-- Start The input --
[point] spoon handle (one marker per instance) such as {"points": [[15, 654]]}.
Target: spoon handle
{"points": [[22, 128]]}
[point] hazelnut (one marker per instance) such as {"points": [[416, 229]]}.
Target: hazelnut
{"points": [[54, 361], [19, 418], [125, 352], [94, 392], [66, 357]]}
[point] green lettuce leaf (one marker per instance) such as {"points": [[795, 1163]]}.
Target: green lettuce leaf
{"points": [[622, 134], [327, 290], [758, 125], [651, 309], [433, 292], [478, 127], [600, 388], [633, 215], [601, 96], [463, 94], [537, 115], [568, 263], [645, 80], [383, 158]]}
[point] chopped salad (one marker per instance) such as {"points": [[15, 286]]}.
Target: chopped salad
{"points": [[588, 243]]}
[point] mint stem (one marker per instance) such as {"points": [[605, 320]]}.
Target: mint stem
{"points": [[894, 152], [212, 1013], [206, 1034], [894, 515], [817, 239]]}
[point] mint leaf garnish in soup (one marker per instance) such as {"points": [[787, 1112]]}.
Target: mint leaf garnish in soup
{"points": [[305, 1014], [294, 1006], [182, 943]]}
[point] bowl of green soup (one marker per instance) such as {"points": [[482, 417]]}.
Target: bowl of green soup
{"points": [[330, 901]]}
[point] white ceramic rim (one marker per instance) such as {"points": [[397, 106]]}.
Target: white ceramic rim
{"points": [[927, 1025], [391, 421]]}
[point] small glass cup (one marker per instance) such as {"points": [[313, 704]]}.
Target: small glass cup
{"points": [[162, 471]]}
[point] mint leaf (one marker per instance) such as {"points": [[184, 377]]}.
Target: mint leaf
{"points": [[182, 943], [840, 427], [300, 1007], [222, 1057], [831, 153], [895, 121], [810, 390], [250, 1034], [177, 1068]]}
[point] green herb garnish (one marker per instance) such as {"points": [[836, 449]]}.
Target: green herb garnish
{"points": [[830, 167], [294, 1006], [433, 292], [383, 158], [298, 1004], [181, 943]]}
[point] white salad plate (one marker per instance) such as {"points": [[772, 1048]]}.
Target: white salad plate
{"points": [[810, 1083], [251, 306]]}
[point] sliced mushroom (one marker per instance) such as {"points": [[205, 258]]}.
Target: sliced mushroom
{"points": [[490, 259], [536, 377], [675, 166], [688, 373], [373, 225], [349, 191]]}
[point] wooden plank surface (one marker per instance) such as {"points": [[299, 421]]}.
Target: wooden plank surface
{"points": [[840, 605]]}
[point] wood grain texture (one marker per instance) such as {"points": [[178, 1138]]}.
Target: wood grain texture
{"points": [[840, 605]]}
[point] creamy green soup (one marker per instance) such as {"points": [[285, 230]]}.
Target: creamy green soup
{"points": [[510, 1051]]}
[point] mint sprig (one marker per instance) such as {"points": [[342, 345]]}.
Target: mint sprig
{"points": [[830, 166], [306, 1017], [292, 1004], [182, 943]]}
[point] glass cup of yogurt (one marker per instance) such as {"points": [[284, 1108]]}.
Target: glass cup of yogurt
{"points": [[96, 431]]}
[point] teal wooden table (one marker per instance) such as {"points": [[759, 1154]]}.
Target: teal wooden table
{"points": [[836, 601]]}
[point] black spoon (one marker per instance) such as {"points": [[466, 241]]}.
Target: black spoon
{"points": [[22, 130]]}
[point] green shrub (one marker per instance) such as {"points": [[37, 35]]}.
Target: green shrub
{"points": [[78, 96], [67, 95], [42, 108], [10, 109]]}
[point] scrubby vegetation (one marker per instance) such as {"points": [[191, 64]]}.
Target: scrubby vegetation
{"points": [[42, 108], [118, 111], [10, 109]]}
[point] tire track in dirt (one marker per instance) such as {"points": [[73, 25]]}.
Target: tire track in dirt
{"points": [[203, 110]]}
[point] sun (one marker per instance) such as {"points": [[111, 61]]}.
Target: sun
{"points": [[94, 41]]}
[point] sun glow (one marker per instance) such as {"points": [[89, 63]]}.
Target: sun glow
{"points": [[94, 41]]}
-- End The input --
> Task to complete:
Can you quote every line from the one containing "[point] glass cup" down through the end of the rows above, both ends included and without any change?

> Completed exercise:
[point] glass cup of yogurt (one marker per instance) such as {"points": [[284, 1108]]}.
Target: glass cup of yogurt
{"points": [[96, 431]]}
[point] teal wooden table (one marker per instance) such as {"points": [[759, 1154]]}.
Target: teal wooden table
{"points": [[836, 601]]}
[point] black spoon (one marker per instance) such as {"points": [[466, 241]]}.
Target: black spoon
{"points": [[22, 130]]}
[point] green shrub (one marker per instance) such as {"points": [[37, 35]]}.
Target: green shrub
{"points": [[78, 96], [67, 95], [42, 108], [10, 109]]}
[point] scrubby vegetation (one marker per instance) such as {"points": [[191, 64]]}.
Target: scrubby vegetation
{"points": [[42, 108], [118, 111], [10, 109]]}
[point] tire track in dirt (one marker per instance) such as {"points": [[73, 25]]}.
Target: tire track in dirt
{"points": [[203, 110]]}
[point] sun (one marker per instance) such as {"points": [[111, 61]]}.
Target: sun
{"points": [[94, 41]]}
[point] sun glow (one marker per instance) such as {"points": [[89, 63]]}.
Target: sun glow
{"points": [[94, 41]]}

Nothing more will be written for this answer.